Find each line in the items below that contains the string "FROM", and copy those lines in full.

> [Task material]
= = = = =

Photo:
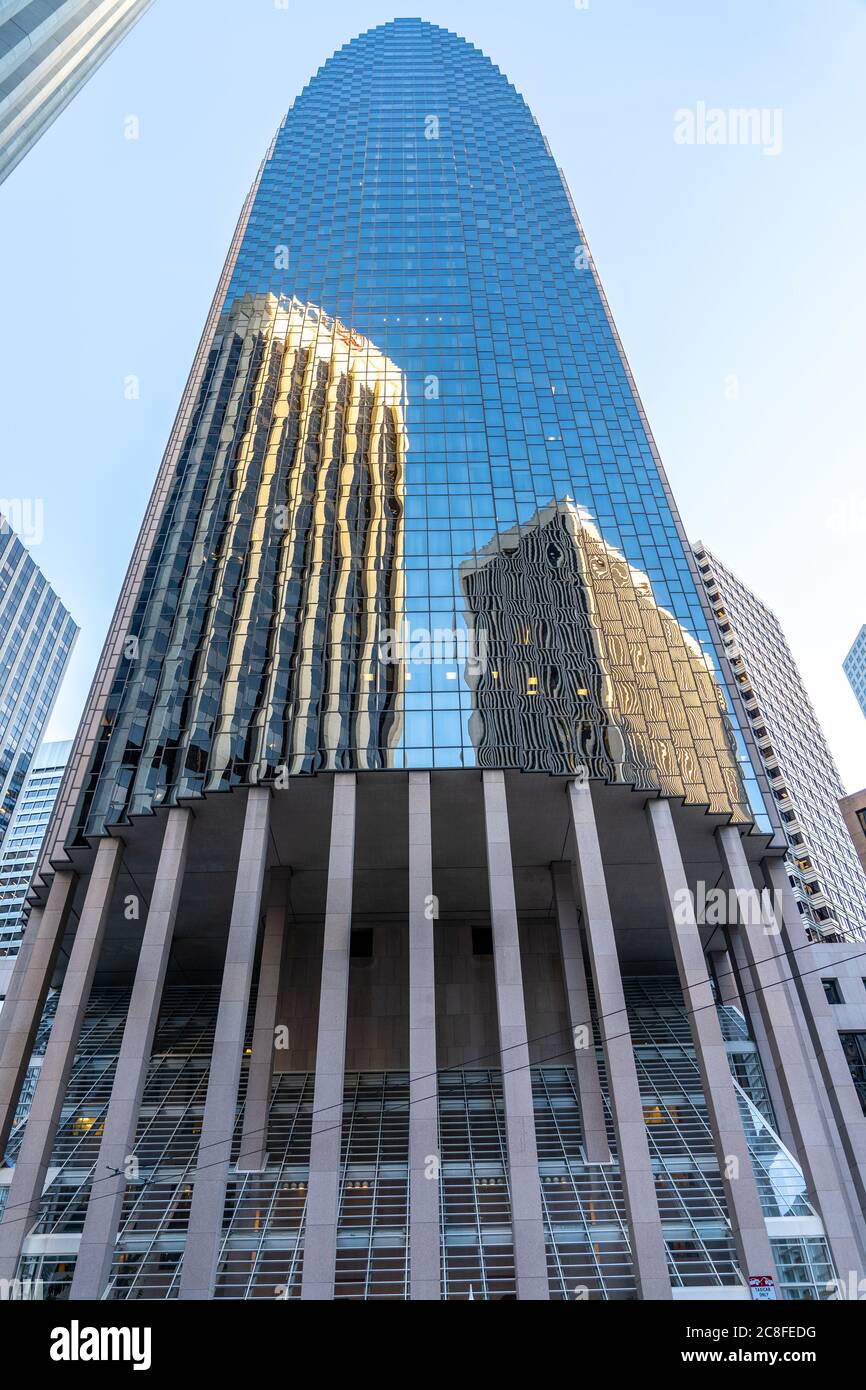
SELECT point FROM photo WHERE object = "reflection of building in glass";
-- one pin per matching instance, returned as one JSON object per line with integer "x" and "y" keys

= = = = =

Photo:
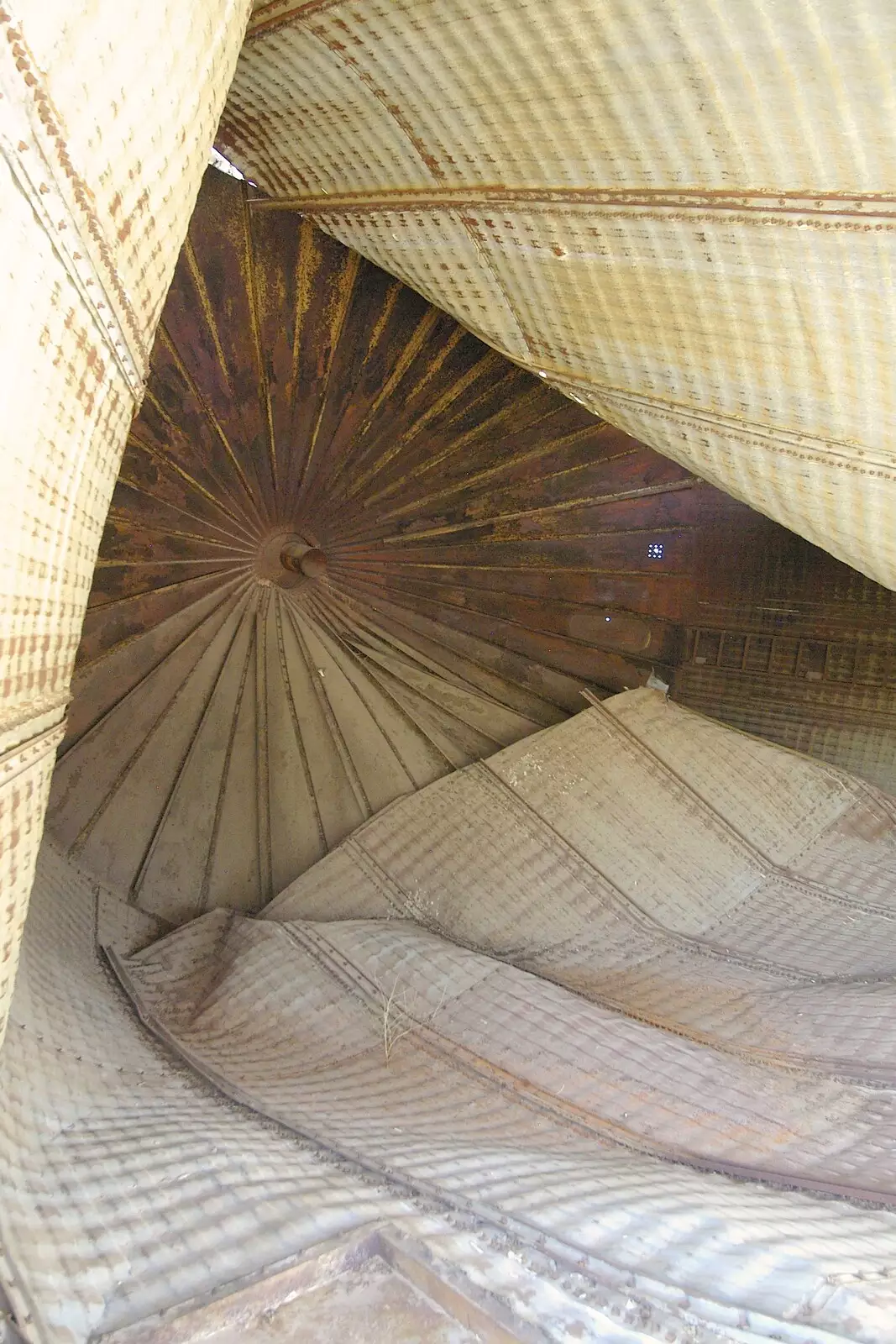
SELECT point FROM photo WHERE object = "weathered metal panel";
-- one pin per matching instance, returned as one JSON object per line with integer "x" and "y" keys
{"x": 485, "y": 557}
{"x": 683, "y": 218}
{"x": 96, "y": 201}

= = = = =

> [Written answer]
SELECT point FROM photo WHERE object = "reflection of building in glass";
SELECT point FROM photo WHERE object = "weathered metal panel";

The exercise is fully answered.